La barbe et le sourire

Publié par Audesou, le 15 mars 2014 à 08:42

La dernière fois que j’ai arboré des joues aussi lisses que les fesses d’un bébé, j’avais 23 ans. Debout les yeux ouverts, devant le miroir, j’éprouvais une dernière fois le plaisir de me fondre sous les effluves de liberté du Fahrenheit de Dior, de former un nœud Windsor et d’enfiler un costume, avant de sortir en voiture dans la nuit noire pour le dernier des au revoir. Nous étions le soir du dimanche 4 novembre 2012. Le cœur un peu serré, je levais les yeux vers le ciel français. Le lendemain soir, je m’endormais sous les étoiles de London. Le surlendemain, celles de Rio de Janeiro.

En apparence, je ne manquais de rien. En apparence, je quittais donc tout.

La Piste Inconnue débutait.

Depuis le départ de l’aventure, je l’ai régulièrement taillée, tondue, coupée, cette barbe qui pousse chaque jour avec une régularité qui ferait pâlir les plus grands horlogers suisses. Jamais toutefois, je n’ai été jusqu’à totalement la raser.

Arrivé à Sydney fin juillet 2013, j’ai décidé de passer un pacte avec l’animal en question : lui redonner temporairement sa liberté en échange d’une protection solaire sans faille lors de la traversée du désert, qui s’annonçait sous peu. On l’oublie parfois dans nos contrées civilisées, mais une barbe, avant d’être un objet de style et, éventuellement, de séduction, est à la base un puissant outil de survie, conçu dans les impénétrables ateliers de la Pachamama. En trois mois sous la frappe du soleil australien, dont un en plein Outback, pas un seul poil ne m’a laissé tomber. J’ai donc tenu parole à mon tour, en tenant à l’écart toutes mes lames.

En Indonésie, au moment où je songeais à reprendre l’élagage, je me suis rendu compte que ma barbe suscitait l’intérêt des musulmans de Java, qui s’adressaient parfois spontanément à moi comme à un frère, sans se douter une seule seconde que je ne me sens pas plus proche de Allah que de Dieu, Zeus, Quetzalcoatl, Thor, Apple ou Vishnou. Tout en évitant soigneusement de tomber dans la malhonnêteté et l’abus, j’ai commencé à cette période à me rendre compte qu’une barbe pouvait ouvrir de nombreuses portes.
————————
Rédigez la suite de l'article sur la barbe portée pendant le voyage, en reprenant juste après sa dernière phrase. Le listing placé plus bas n'est d'aucune utilité ici.
————————
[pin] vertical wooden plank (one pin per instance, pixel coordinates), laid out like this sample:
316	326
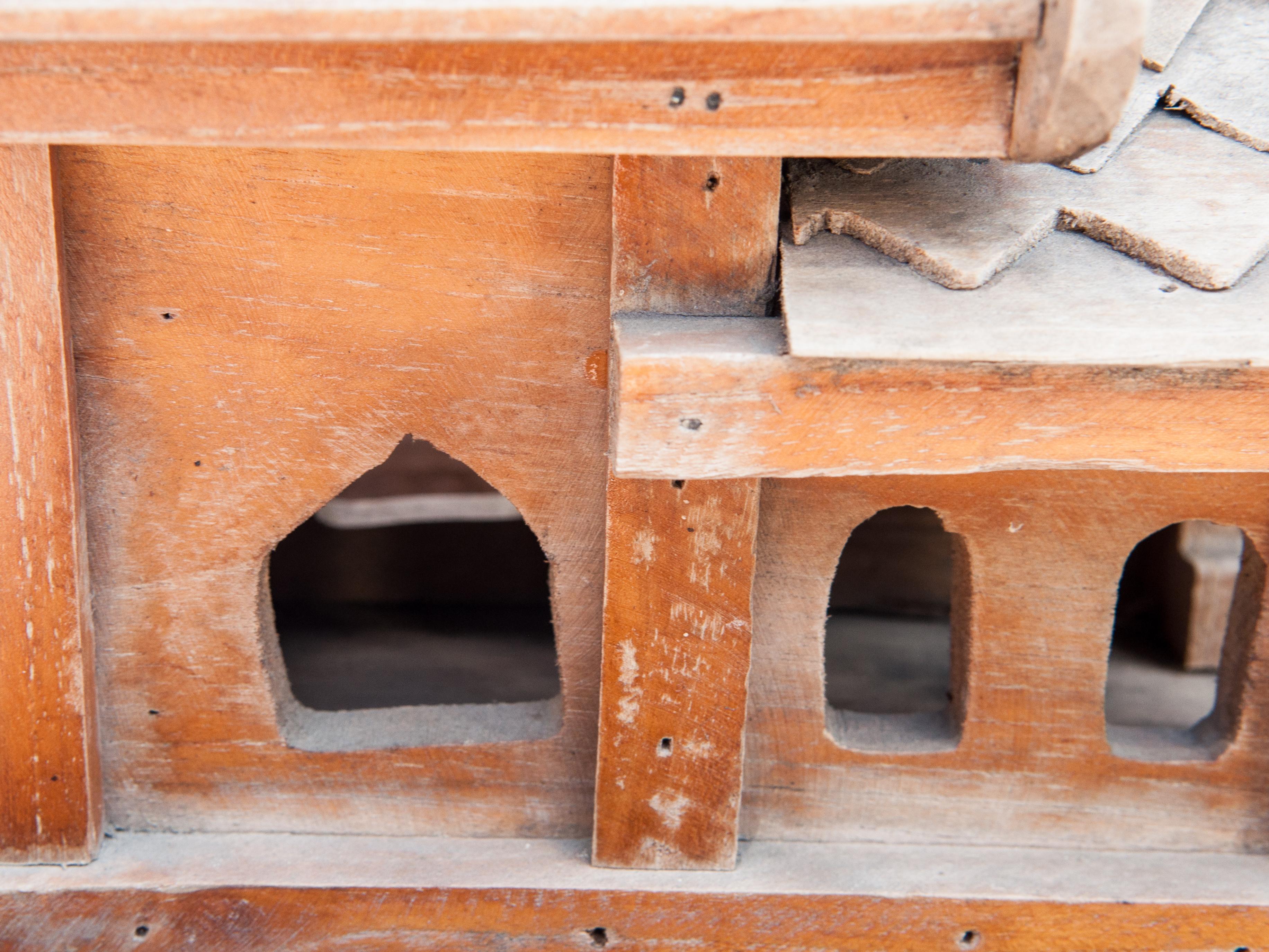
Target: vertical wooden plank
691	237
50	784
695	235
676	672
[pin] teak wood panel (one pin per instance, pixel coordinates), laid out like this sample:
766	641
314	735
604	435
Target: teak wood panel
603	98
231	918
1045	553
719	399
695	235
50	776
676	667
254	330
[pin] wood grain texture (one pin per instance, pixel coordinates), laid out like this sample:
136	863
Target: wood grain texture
856	21
1045	553
393	913
677	631
603	98
695	235
765	413
1075	78
50	776
253	332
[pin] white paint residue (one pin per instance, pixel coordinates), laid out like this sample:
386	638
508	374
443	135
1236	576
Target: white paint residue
698	749
627	706
670	809
643	546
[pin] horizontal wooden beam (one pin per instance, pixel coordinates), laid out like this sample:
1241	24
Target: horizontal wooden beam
861	21
281	891
601	98
717	398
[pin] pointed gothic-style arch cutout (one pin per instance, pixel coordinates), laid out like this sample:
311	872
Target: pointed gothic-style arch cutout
894	615
1187	607
413	610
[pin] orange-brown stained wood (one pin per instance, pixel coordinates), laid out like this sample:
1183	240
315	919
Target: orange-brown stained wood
385	919
50	780
695	235
1044	554
762	412
870	21
602	98
677	638
254	330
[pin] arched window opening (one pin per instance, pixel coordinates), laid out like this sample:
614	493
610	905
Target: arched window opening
1188	601
889	638
419	586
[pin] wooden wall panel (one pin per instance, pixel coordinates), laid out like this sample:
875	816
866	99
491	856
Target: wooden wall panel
677	633
602	98
256	329
695	235
1045	554
50	780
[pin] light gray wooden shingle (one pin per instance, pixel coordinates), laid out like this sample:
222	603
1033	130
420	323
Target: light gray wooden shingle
1221	74
1072	300
960	223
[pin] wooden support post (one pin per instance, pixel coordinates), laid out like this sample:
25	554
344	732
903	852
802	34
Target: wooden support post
677	637
695	235
691	237
50	785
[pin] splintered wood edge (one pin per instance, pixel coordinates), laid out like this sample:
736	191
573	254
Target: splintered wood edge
862	21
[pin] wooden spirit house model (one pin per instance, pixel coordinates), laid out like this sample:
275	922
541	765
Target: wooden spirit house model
720	475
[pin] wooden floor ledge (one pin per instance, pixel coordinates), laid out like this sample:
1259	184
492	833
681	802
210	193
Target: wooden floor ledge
284	891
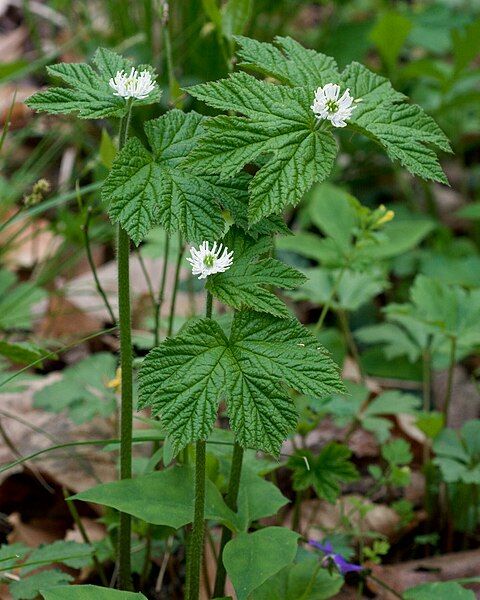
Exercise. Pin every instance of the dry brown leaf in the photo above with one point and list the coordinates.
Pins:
(405, 575)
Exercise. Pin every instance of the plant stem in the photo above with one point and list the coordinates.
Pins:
(88, 250)
(297, 510)
(195, 557)
(161, 291)
(126, 408)
(328, 303)
(196, 542)
(451, 369)
(350, 341)
(175, 285)
(78, 522)
(231, 502)
(426, 385)
(385, 586)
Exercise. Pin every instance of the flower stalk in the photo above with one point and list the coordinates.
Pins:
(126, 407)
(198, 530)
(231, 502)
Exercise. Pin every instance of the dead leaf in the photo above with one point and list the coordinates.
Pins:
(399, 577)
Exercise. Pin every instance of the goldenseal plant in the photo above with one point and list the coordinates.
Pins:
(283, 118)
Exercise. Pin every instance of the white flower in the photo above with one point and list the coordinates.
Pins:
(206, 261)
(328, 105)
(136, 85)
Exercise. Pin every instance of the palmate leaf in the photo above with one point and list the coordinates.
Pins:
(325, 472)
(186, 377)
(280, 123)
(89, 94)
(146, 188)
(403, 130)
(243, 284)
(277, 123)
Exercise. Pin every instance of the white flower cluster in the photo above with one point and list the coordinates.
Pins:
(206, 261)
(136, 85)
(328, 105)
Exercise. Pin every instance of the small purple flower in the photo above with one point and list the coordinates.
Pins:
(332, 558)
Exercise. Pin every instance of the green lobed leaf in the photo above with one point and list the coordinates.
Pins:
(162, 498)
(251, 558)
(279, 131)
(28, 588)
(146, 188)
(281, 124)
(302, 580)
(186, 377)
(325, 472)
(257, 498)
(89, 94)
(437, 590)
(243, 285)
(405, 131)
(289, 63)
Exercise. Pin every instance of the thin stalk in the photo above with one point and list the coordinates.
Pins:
(78, 522)
(178, 266)
(297, 510)
(126, 408)
(195, 555)
(161, 291)
(451, 369)
(173, 85)
(426, 388)
(328, 303)
(342, 317)
(91, 262)
(148, 280)
(385, 586)
(231, 502)
(196, 542)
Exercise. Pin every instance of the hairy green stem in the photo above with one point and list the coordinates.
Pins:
(161, 291)
(231, 502)
(175, 285)
(196, 540)
(195, 554)
(88, 250)
(126, 360)
(78, 522)
(451, 370)
(328, 303)
(347, 332)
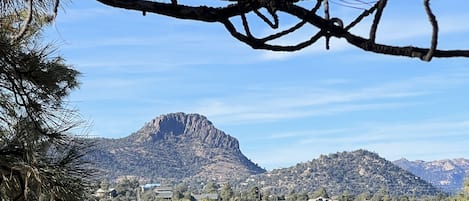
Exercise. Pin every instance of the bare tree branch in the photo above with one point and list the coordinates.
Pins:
(432, 18)
(329, 27)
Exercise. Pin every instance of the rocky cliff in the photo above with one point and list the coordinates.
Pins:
(174, 146)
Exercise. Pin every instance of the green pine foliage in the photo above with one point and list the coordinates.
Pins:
(40, 157)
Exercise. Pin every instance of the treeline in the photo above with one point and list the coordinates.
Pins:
(127, 190)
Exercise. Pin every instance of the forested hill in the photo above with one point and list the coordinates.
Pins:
(176, 146)
(448, 174)
(353, 172)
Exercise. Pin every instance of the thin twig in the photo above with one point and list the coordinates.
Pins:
(379, 13)
(27, 22)
(434, 42)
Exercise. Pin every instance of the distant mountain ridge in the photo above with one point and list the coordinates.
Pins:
(174, 146)
(188, 147)
(354, 172)
(447, 174)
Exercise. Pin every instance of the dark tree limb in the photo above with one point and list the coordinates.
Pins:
(329, 27)
(434, 42)
(379, 12)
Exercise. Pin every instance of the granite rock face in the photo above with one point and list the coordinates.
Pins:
(175, 146)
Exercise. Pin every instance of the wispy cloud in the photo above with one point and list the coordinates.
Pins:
(273, 104)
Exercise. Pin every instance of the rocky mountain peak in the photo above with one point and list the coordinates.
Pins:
(175, 146)
(182, 127)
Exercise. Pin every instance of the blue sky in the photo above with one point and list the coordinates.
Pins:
(284, 108)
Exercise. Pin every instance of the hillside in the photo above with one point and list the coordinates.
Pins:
(448, 174)
(175, 146)
(353, 172)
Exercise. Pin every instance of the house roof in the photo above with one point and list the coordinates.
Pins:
(212, 196)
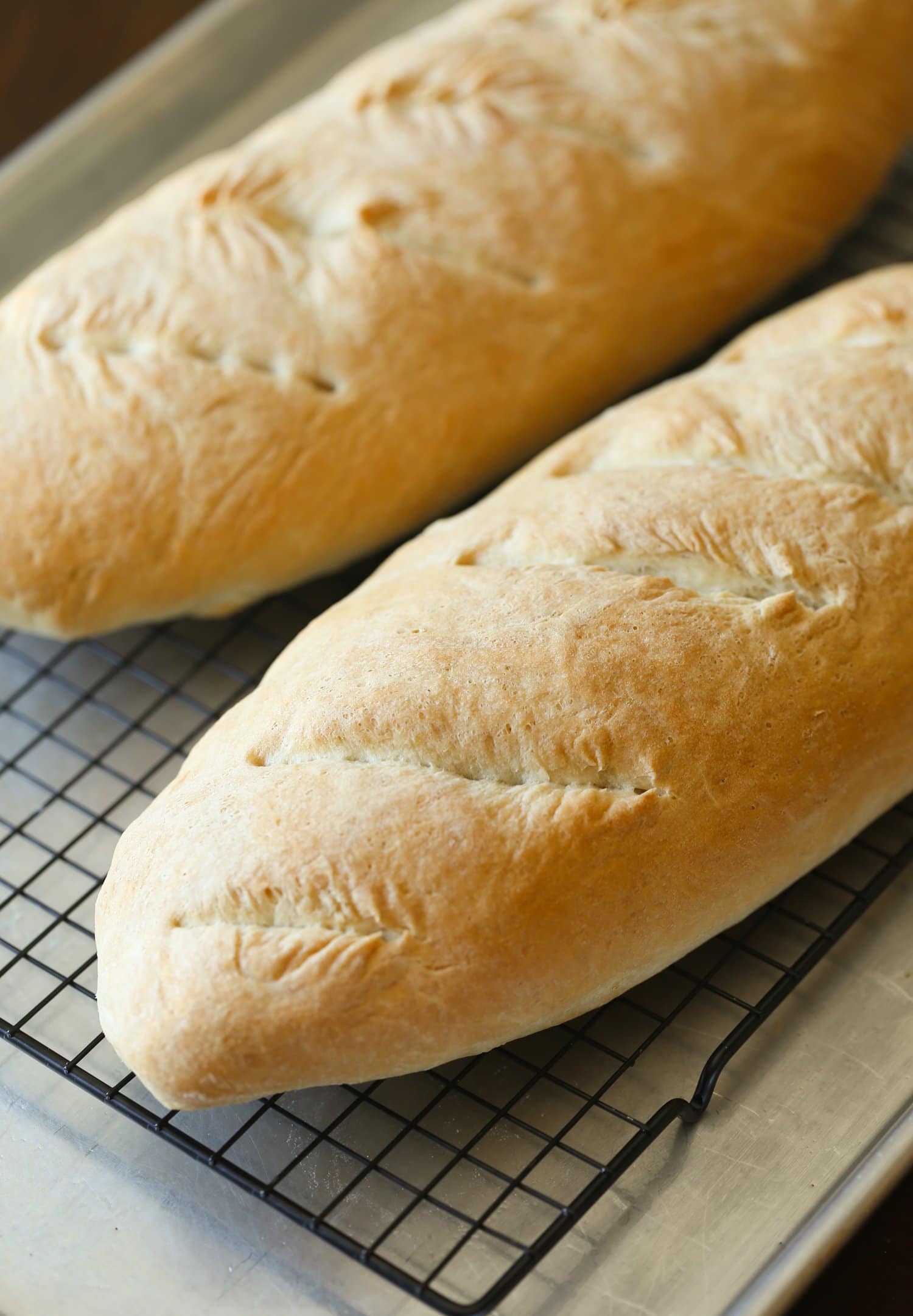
————————
- _PRODUCTION ATTENDUE_
Était-ce dû au volume plus important de la crinière ou au fait que je faisais désormais cavalier seul ? Je l’ignore. Toujours est-il que, si la barbe m’ouvrait des portes en Indonésie, à Singapour et en Malaisie, elle semblait en outre permettre de bâtir des autoroutes de communication entre les locaux et l’étrange étranger barbu que j’étais à leurs yeux. Nous ne parlions pourtant souvent pas la même langue. Qu’à cela ne tienne ! L’espace d’instants magiques, nous ne le réalisions plus. En quittant le pays, j’ai pensé qu’il serait intéressant de continuer l’expérience au Sri Lanka, dont j’ignorais tout.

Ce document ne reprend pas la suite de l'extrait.